→ EXERCISE REQUIREMENTS
Locate the line containing "Q: Point out each instance of the small tooth" in the material below; repeat it and every line after it, exactly as written.

## begin RECORDED DATA

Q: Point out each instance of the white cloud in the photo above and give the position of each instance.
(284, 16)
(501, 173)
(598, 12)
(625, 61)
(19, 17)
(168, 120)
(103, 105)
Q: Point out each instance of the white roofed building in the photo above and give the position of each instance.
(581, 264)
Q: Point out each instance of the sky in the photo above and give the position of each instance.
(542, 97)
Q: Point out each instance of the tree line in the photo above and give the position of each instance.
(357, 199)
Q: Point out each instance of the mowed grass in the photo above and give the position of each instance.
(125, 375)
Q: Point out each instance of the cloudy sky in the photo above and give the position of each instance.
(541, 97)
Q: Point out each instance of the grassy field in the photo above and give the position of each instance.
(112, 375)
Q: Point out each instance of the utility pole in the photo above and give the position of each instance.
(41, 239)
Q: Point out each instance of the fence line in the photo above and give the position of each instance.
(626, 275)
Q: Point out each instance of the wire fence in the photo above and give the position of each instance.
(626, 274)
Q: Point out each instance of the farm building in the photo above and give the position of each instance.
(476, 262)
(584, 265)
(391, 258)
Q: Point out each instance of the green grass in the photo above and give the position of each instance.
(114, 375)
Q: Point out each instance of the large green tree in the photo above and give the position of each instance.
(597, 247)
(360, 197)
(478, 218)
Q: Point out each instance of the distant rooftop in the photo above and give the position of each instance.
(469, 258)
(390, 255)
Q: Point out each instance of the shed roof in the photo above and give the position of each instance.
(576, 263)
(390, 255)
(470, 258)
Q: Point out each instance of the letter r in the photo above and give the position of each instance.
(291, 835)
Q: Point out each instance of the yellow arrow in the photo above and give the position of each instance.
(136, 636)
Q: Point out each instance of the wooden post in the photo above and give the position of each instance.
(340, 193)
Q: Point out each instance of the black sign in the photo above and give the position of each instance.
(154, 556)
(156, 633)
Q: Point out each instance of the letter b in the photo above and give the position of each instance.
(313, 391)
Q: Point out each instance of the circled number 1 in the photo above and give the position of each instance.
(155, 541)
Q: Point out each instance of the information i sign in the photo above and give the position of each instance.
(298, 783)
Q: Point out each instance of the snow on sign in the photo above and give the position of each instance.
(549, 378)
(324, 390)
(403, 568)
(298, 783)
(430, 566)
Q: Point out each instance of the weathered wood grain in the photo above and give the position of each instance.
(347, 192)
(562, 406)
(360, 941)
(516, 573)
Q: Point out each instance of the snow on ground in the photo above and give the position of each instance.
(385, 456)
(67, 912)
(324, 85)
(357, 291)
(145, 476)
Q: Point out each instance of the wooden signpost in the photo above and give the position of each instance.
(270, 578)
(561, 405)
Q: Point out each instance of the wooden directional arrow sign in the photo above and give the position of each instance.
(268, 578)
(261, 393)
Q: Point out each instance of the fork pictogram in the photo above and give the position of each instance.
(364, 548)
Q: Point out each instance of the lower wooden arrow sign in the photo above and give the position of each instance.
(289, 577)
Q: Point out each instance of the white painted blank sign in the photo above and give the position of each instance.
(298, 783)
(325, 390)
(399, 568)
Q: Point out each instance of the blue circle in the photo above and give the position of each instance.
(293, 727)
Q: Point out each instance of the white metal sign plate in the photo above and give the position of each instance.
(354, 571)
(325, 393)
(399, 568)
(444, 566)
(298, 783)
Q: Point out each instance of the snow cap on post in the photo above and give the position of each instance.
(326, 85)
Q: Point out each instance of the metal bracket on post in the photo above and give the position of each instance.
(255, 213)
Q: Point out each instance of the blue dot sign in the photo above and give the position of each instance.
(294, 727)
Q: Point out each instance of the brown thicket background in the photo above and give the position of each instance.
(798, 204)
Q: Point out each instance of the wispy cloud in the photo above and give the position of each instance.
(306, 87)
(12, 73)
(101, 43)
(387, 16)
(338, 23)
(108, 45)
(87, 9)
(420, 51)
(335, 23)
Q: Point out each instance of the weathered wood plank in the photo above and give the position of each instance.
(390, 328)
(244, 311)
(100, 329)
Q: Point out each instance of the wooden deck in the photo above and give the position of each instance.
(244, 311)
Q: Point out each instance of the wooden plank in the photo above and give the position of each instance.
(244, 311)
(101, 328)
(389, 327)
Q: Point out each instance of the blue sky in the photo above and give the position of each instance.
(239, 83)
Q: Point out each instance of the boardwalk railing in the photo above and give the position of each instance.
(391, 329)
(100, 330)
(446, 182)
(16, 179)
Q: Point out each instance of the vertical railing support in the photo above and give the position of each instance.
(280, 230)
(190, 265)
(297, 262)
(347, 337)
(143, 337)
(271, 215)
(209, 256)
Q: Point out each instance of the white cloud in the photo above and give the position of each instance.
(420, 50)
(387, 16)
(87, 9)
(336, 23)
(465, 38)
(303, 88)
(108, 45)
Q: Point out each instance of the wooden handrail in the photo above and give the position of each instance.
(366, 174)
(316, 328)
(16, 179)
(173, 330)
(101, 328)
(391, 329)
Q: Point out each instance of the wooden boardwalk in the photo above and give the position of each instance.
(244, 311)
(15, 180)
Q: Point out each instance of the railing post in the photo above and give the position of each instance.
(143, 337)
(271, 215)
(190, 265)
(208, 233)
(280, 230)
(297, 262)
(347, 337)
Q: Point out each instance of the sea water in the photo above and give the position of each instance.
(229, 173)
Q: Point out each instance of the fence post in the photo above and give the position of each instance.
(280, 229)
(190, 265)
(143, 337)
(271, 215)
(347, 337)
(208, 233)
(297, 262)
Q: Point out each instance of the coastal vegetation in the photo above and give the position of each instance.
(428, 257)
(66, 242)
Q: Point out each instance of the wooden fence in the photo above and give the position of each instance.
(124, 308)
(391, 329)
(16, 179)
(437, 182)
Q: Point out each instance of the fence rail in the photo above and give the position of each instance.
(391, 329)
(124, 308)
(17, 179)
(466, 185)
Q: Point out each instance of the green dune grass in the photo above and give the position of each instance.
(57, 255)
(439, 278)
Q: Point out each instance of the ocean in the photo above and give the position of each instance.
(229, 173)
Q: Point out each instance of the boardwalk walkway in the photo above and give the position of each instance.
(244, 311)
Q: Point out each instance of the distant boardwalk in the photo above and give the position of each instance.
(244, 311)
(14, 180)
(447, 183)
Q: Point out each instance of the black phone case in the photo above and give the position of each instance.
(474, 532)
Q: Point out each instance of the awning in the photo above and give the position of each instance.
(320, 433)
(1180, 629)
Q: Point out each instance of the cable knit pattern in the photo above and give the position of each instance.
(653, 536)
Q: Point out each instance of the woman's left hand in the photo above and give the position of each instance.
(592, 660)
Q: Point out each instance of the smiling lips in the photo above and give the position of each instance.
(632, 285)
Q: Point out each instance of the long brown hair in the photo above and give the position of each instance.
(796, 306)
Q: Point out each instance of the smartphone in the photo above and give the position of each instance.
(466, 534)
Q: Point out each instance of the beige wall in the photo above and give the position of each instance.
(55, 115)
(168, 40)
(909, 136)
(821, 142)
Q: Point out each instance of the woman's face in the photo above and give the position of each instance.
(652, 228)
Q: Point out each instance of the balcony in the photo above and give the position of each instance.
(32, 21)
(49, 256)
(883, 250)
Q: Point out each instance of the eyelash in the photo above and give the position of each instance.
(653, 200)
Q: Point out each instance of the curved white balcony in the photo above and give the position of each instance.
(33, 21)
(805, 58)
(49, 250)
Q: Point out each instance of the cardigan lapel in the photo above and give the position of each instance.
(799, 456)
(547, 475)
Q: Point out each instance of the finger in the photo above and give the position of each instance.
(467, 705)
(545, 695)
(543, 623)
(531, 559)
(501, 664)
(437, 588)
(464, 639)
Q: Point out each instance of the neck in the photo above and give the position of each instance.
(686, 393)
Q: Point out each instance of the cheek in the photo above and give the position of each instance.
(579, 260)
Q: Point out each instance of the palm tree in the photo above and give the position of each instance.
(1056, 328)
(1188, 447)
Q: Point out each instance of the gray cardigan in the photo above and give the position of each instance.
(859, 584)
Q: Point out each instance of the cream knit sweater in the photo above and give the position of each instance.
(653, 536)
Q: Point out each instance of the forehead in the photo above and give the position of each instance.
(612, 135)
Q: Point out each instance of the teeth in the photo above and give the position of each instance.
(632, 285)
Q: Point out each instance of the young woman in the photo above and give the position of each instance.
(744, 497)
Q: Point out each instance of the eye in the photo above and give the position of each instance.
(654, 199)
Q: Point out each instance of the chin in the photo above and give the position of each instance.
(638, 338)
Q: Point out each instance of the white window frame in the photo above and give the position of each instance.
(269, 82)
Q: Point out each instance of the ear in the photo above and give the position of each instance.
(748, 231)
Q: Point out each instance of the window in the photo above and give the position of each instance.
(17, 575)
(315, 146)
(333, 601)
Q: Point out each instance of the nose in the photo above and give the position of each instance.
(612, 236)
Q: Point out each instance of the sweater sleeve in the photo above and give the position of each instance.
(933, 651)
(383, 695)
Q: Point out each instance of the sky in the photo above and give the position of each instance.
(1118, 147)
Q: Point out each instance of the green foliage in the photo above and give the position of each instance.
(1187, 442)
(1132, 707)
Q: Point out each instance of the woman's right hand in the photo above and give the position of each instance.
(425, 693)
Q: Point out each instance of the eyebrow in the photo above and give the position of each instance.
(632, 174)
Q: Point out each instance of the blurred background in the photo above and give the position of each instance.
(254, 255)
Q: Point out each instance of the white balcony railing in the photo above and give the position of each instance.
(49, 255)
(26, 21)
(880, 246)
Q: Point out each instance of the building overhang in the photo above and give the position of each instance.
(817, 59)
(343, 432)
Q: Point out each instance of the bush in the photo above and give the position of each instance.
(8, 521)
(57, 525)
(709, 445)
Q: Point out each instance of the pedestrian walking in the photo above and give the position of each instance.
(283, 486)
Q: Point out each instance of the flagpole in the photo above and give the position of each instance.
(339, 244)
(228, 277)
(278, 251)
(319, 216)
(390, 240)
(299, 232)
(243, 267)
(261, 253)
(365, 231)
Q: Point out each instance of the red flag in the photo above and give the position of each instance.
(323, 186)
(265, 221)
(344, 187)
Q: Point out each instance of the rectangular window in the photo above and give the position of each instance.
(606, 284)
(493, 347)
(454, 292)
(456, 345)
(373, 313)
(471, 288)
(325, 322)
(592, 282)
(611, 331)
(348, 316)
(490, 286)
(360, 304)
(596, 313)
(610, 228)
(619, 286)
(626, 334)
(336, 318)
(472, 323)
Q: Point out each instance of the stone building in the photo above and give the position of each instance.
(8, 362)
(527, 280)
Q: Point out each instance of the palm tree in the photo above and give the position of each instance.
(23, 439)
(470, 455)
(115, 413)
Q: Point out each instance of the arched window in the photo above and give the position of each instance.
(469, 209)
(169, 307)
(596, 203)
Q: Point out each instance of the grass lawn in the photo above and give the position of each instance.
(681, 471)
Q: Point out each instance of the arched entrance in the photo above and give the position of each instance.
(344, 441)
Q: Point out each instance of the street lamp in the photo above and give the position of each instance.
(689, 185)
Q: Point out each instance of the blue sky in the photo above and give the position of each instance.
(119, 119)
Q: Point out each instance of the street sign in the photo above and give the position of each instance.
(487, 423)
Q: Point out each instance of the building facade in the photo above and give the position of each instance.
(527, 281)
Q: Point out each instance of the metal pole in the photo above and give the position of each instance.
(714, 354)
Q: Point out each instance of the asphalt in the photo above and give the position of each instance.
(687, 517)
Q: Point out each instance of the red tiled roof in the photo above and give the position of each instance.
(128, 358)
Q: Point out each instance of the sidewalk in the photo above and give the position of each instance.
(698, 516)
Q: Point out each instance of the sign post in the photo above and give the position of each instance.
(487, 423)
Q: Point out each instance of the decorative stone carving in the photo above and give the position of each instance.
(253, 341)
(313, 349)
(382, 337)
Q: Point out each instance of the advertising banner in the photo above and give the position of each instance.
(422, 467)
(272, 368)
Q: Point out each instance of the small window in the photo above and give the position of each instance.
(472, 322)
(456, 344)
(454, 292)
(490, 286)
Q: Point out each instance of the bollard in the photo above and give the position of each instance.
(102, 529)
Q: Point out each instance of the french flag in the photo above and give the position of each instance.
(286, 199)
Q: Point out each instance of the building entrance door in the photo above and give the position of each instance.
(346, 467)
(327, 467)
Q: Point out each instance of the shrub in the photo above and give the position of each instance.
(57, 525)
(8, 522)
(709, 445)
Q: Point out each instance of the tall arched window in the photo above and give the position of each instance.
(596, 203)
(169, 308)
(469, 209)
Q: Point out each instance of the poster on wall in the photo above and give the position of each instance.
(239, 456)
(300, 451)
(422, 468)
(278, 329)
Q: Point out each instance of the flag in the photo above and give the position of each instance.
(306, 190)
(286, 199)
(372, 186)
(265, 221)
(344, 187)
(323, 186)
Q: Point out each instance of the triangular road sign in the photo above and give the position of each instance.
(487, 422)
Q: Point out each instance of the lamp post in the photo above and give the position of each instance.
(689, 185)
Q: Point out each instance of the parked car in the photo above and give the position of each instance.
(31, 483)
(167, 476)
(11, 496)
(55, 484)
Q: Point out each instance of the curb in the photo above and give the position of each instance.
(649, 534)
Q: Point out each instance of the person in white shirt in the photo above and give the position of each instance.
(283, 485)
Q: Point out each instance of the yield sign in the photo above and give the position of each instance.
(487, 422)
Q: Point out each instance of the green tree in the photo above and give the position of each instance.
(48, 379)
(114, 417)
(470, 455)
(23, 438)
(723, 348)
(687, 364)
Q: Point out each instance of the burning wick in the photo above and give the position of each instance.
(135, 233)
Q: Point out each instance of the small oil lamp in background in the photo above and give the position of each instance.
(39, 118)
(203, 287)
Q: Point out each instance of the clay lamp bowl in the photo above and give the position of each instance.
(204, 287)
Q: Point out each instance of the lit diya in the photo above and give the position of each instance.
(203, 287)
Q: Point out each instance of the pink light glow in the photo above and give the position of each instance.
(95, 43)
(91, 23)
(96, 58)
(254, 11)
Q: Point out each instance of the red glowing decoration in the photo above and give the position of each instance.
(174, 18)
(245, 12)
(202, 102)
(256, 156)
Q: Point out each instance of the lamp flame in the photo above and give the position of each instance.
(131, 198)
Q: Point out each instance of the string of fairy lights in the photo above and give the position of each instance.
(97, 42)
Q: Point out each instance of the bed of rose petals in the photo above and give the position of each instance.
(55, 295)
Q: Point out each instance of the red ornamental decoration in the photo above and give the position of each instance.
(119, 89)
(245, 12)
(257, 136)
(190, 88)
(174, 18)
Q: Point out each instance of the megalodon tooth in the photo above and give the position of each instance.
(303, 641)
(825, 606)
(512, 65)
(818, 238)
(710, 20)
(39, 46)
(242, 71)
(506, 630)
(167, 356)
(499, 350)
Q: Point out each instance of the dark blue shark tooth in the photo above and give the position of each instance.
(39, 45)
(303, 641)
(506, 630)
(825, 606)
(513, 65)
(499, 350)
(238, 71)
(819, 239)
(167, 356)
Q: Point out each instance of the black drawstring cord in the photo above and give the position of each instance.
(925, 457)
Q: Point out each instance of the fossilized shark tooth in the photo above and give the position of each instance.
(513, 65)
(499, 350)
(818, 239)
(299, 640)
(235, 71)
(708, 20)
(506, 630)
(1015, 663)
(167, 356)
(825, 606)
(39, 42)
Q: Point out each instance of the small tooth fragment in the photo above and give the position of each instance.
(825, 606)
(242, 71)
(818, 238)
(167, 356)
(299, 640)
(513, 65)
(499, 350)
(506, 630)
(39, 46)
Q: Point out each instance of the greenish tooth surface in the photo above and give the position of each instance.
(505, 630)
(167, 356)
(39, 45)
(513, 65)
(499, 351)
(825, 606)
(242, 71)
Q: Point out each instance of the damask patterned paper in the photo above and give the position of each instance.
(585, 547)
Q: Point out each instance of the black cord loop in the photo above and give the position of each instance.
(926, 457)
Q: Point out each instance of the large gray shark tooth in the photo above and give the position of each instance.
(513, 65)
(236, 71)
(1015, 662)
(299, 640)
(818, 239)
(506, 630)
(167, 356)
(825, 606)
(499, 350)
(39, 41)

## end RECORDED DATA

→ WRITTEN SOLUTION
Q: Point out each instance of the small tooth fragment in the photo above and give the position of each instance.
(825, 606)
(242, 71)
(818, 238)
(167, 356)
(299, 640)
(513, 65)
(499, 350)
(506, 630)
(39, 46)
Q: Point out each instance of the greenish tooth surface in the photo above and give the position of each instance.
(505, 630)
(167, 356)
(39, 45)
(513, 65)
(499, 351)
(825, 606)
(242, 71)
Q: Point out each instance of the damask patterned paper in the photo above and give the position of each instance.
(585, 547)
Q: Point out each instance of the black cord loop in the photo above and give the position of each instance.
(926, 457)
Q: Point out each instance of the large gray shark tooth in the photo above and give the position of each instance.
(513, 65)
(236, 71)
(1015, 662)
(299, 640)
(818, 239)
(506, 630)
(167, 356)
(825, 606)
(499, 350)
(39, 41)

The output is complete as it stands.